» WHAT YOU SHOULD DO: The response must contain every line of the records that follow, duplicated exactly.

# # # # #

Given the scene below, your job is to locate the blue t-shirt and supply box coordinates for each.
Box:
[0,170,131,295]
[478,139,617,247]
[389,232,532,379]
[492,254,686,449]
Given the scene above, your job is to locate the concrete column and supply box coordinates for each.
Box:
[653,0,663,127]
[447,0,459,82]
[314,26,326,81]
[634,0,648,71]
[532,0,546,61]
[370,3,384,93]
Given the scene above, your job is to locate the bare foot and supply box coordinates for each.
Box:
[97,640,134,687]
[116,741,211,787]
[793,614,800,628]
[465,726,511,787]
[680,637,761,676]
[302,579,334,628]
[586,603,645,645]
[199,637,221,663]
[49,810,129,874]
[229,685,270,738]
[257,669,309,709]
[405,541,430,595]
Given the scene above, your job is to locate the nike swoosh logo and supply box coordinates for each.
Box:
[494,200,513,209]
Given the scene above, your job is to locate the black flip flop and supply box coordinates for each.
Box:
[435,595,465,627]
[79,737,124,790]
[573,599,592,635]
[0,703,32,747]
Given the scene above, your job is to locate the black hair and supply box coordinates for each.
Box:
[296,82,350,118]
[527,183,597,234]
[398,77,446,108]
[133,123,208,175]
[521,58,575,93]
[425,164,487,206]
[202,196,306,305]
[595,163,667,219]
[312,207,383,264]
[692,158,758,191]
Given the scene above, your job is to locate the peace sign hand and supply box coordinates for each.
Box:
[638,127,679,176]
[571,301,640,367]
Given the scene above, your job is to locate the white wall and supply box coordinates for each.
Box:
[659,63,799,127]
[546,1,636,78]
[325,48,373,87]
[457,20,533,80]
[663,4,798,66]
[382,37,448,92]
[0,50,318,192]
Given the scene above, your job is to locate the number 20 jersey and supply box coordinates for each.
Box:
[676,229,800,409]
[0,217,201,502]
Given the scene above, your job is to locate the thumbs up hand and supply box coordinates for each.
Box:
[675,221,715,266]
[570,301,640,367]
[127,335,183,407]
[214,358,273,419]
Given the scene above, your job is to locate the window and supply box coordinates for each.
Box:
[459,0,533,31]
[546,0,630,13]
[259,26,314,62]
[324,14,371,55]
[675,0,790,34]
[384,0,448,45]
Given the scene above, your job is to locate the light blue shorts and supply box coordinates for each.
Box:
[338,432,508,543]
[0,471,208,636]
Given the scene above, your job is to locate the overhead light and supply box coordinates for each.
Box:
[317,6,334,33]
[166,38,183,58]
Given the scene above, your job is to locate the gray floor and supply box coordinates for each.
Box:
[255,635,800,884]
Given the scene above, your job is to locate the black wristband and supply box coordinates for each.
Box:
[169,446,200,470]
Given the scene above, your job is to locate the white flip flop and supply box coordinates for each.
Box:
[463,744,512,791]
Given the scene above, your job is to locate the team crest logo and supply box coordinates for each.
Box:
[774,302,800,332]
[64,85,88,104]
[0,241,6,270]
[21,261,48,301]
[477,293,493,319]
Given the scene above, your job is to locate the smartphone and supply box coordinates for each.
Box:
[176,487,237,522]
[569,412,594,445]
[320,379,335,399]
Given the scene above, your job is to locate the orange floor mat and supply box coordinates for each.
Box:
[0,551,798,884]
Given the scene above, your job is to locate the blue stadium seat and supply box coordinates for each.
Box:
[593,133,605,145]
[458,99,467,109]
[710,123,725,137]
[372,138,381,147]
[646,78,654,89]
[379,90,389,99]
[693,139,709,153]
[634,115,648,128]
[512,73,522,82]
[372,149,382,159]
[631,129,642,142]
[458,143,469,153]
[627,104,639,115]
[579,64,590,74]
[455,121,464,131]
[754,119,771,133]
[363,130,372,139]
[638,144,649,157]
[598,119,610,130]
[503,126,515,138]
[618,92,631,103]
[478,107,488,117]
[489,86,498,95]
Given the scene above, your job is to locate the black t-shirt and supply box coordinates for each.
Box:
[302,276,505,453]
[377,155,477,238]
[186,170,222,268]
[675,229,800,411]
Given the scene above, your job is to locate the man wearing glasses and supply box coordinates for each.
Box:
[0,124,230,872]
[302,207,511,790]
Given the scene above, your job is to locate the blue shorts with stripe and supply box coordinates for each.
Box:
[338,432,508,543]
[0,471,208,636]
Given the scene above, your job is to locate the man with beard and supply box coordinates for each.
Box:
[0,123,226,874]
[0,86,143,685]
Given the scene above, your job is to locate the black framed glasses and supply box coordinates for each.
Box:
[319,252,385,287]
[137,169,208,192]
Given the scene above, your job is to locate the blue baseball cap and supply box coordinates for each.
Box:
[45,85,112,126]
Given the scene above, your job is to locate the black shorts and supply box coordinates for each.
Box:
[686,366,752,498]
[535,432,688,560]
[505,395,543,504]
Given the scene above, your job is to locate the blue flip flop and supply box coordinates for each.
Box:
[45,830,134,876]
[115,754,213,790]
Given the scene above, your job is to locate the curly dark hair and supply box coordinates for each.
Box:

# # # # #

» SOLVED PROBLEM:
Given the scene below, your job is to locate the blue t-shirt and supply box coordinates for each.
Box:
[0,170,131,295]
[478,139,617,247]
[389,232,532,379]
[492,254,686,449]
Given the scene above, your job is to locate the concrete column and supply box coordinates for each.
Box:
[653,0,663,127]
[447,0,459,82]
[314,26,326,81]
[634,0,648,71]
[532,0,546,61]
[370,3,384,93]
Given the scene above, your job is to locate the bare foot and supply box coordinates for each.
Box:
[97,640,134,687]
[116,741,211,787]
[793,614,800,628]
[465,726,511,787]
[680,637,761,676]
[302,579,334,628]
[586,603,645,645]
[199,637,221,663]
[49,810,129,874]
[229,685,270,738]
[257,669,309,709]
[405,541,430,595]
Given the scene above, your job is to locate the nike swoosh logo and supply box coordinates for each.
Box:
[494,200,513,209]
Given the scene above, your job is to locate the black flip flop and supply box coordinates for each.
Box:
[435,595,465,627]
[79,737,124,790]
[573,599,592,635]
[0,703,32,747]
Given the scene above, your job is to locate the black hair and supply box coordinates for each.
Box:
[296,82,350,118]
[527,183,597,234]
[398,77,446,108]
[133,123,208,175]
[521,58,575,93]
[425,164,487,206]
[202,196,306,305]
[595,163,667,219]
[312,207,383,264]
[692,158,758,191]
Given the scene above, your job is to locate the peace sign hand and supply box coordinates for each.
Box:
[638,127,679,176]
[571,301,640,367]
Given the scene above, your job is to locate the white wall and supply box coordinates for each.
Box:
[659,63,799,127]
[546,1,636,78]
[325,48,373,87]
[457,20,533,80]
[663,4,798,66]
[382,37,448,92]
[0,50,318,192]
Given the scene above, your job is to locate the number 20 jersey and supply box coordinates for each.
Box:
[676,229,800,409]
[0,217,201,502]
Given the scene above, your job is to locate the thumbs up hand and supply box coordinates for each.
Box:
[675,221,715,266]
[570,301,640,367]
[127,335,183,407]
[214,358,273,419]
Given the scene above, your job is to locate the window and supply box coordinates for each.
Box:
[459,0,533,31]
[546,0,630,13]
[259,26,314,62]
[324,14,371,55]
[675,0,790,34]
[384,0,448,45]
Given the scene above, your job is to locate the light blue shorts and supply box coordinates for each.
Box:
[338,432,508,543]
[0,471,208,636]
Given the scene above, your job is to locate the overhead light and supply box coordinates for each.
Box:
[317,6,334,33]
[166,38,183,58]
Given the scene above, your job is to locate the gray floor and supply box coordinates for each.
Box:
[255,635,800,884]
Given the scene above, your job is to locate the black wristband and supply box coordinates for each.
Box:
[169,446,200,470]
Given the scene above, your job is to locate the white flip flop and supply box coordinates for each.
Box:
[463,744,512,791]
Given the scene above, your job is to locate the team crest logo and supply box coordinates for each.
Box:
[774,302,800,332]
[64,85,88,104]
[0,241,6,270]
[21,261,48,301]
[477,293,493,319]
Given the scene above, your job is to locate the smartphone and supply box coordinates for each.
Box:
[176,487,237,522]
[569,412,594,445]
[320,379,335,399]
Given the scene above, your job is to locate the orange floor mat and supply box coordinates for each.
Box:
[0,551,798,884]
Given the scene above, your job is to locate the blue stadium seat and supply box coordinates for each.
Box:
[593,133,605,145]
[458,99,467,109]
[710,123,725,137]
[372,138,381,147]
[646,78,654,89]
[379,90,389,99]
[693,139,709,153]
[634,115,648,128]
[512,73,522,82]
[372,149,382,159]
[631,129,642,142]
[458,143,469,153]
[627,104,639,115]
[579,64,590,74]
[455,121,464,131]
[754,119,771,133]
[363,130,372,139]
[638,144,649,157]
[598,119,610,130]
[503,126,515,138]
[618,92,631,103]
[478,107,488,117]
[489,86,498,95]
Given the scene above, your job is to locate the black t-shirt and supply box coordinates for each.
Box:
[302,276,505,453]
[377,155,477,238]
[186,170,222,268]
[675,229,800,411]
Given the scene above, your job is to locate the man wearing glasses and supply box coordinates for each.
Box:
[0,124,230,872]
[302,207,511,790]
Given the scene above, your job is to locate the blue shorts with stripe and supply box coordinates for each.
Box:
[338,432,508,543]
[0,471,208,636]
Given the scene above, your job is to locate the man with beard and supply box coordinates for each.
Box:
[0,123,226,874]
[0,86,143,685]
Given the scene above, your job is to locate the black framed glasses and supply box coordinates for each.
Box:
[319,252,385,287]
[137,169,208,192]
Given the scene above, your job is to locate the blue baseball cap and supply box coordinates for each.
Box:
[45,85,112,126]
Given the scene above, your job is to locate the black shorts and supply box coordinates for each.
Box:
[686,366,752,498]
[535,432,688,560]
[505,395,543,504]
Given the scene above, your job is to locate the blue flip flop and supply box coordinates for each.
Box:
[45,830,134,876]
[115,754,213,790]
Given the scene above, your job is to locate the curly dark hair and supply box coordinates for each.
Box:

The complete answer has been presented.